▶ **DIRECTIVES**:
a: Answer these questions from the text on Hardt and Negri:
(i) Which three political strategies do Hardt and Negri combine?
(ii) What do unions and social movements converge into, and what does it organize?
(iii) Whose reformism did Rosa Luxemburg argue against?
b: Extend the text on Hardt and Negri past its final sentence.

▶ **SUPPLIED TEXT**:
<<<<

Hardt and Negri argue for a political strategy that combines prefigurative politics, antagonistic reformism and taking power to overthrow existing institutions and create new democratic ones (274-280). Employing just one of these forms of politics often faces problems and limits. Assembly argues for the complementarity of the three political strategies: “The taking of power, by electoral or other means, must serve to open space for autonomous and prefigurative practices on an ever-larger scale and nourish the slow transformation of institutions, which must continue over the long term. Similarly practices of exodus must find ways to complement and further projects of both antagonistic reform and taking power” (278). Example projects that such a complementary left-wing politics could struggle for include guaranteed basic income as “a money of the common” (294) and “open access to and democratic management of the common” (294). Such a form of left-wing politics constitutes a new Machiavellian Prince that does not put Power, but the common first (chapter 13).

In more concrete terms, Hardt and Negri argue for a politics of left-wing convergence, in which unions and social movements converge into social unionism that organises social strikes against the exploitation of the social production of the common.

Isn’t the left-wing politics that Hardt and Negri argue for a kind of Luxemburgism 2.0 in the age of the social production of the common? Rosa Luxemburg in her time argued against Eduard Bernstein’s pure parliamentary social democratic reformism. She opposed anarchist individualism and propagated using the mass strike as political tactic. Luxemburg neither rejected nor fetishished parliamentary politics. She rejected Leninist vanguard party politics and argued for organising the spontaneity of protest. She opposed war, imperialism and nationalism with internationalist politics. She saw that the limitation of democracy in post-revolutionary Russia was a serious shortcoming that would create major problems. Luxemburg argued for dialectics of party/movements, organisation/spontaneity, leader/masses (see Luxemburg 2008). The point, where we need to transcend Luxemburg’s politics today is that she was very sceptical about the feasibility of autonomous projects, especially co-operatives. Self-management cannot start from nothing in a new society. It needs social forms that germinate in capitalism and produce seeds that as a common point beyond profit and wage-labour.

>>>>

▶ **PROVIDED DATA**:
<<<<

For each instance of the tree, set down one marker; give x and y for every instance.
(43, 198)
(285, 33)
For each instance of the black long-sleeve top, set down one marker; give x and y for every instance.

>>>>

▶ **RESULTS FOR EACH TASK**:
a:
(i) Prefigurative politics, antagonistic reformism, and taking power to overthrow existing institutions and create new democratic ones.
(ii) They converge into social unionism, which organizes social strikes against the exploitation of the social production of the common.
(iii) Eduard Bernstein's pure parliamentary social democratic reformism.

b:
Hardt and Negri oppose both neoliberal entrepreneurship that resonates “especially in the digital world of dotcoms and start-ups” (142) and social entrepreneurship that is a “social neoliberalism” (145) that outsources welfare state to voluntary action, charities, and communities. “The nexus of social neoliberalism and social entrepreneurship destroy community networks and autonomous modes of cooperation that support social life” (146).

Hardt and Negri understand politics as not just taking place on the streets, in factories, squares and offices, but also in the realm of language and communication. They argue that we must politically take and transform the meaning of words and argue that “transforming words themselves, giving them new meanings” (151) is part of political struggle. “Sometimes this involves coining new terms but more often it is a matter of taking back and giving new significance to existing ones” (151). “Indeed one of the central tasks of political thought is to struggle over concepts, to clarify and transform their meaning” (xix)

In this vein, Hardt and Negri argue for transforming the meaning of entrepreneurship. Chapter 9 is dedicated to the “Entrepreneurship of the Multitude”. “It is important to claim the concept of entrepreneurship for our own” and not leave it to neoliberal managers and gurus (xix). By the “democratic entrepreneurship of the multitude”, Hardt and Negri understand the politics of social unionism (social movements + unions) that organises social strikes. Social unions entails “organizing new social combinations, inventing new forms of social cooperation, generating democratic mechanisms for our access to, use of, and participation in decision-making about the common” (xix). The entrepreneurship of the multitude aims at “self-organization and self-governance” (146). “Social unionism […] by combining the organizational structures and innovations of labor unions and social movements, is able to give form to the entrepreneurship of the multitude and the potential for revolt that is inherent in social production” (224).

The transformation of meanings associated with words as political strategy can certainly work for terms such as democracy, freedom, liberty, human rights, or the republic. But does it work for the term entrepreneurship? Or the nation? Or capitalism? It would for example be absurd and confusing to argue that we need to construct communism as a different capitalism. The word “capitalism” is so much engrained with the meanings of exploitation and class that trying to appropriate it might very well turn out to be counterproductive. So what about the meaning of entrepreneur, entrepreneurial and entrepreneurialism?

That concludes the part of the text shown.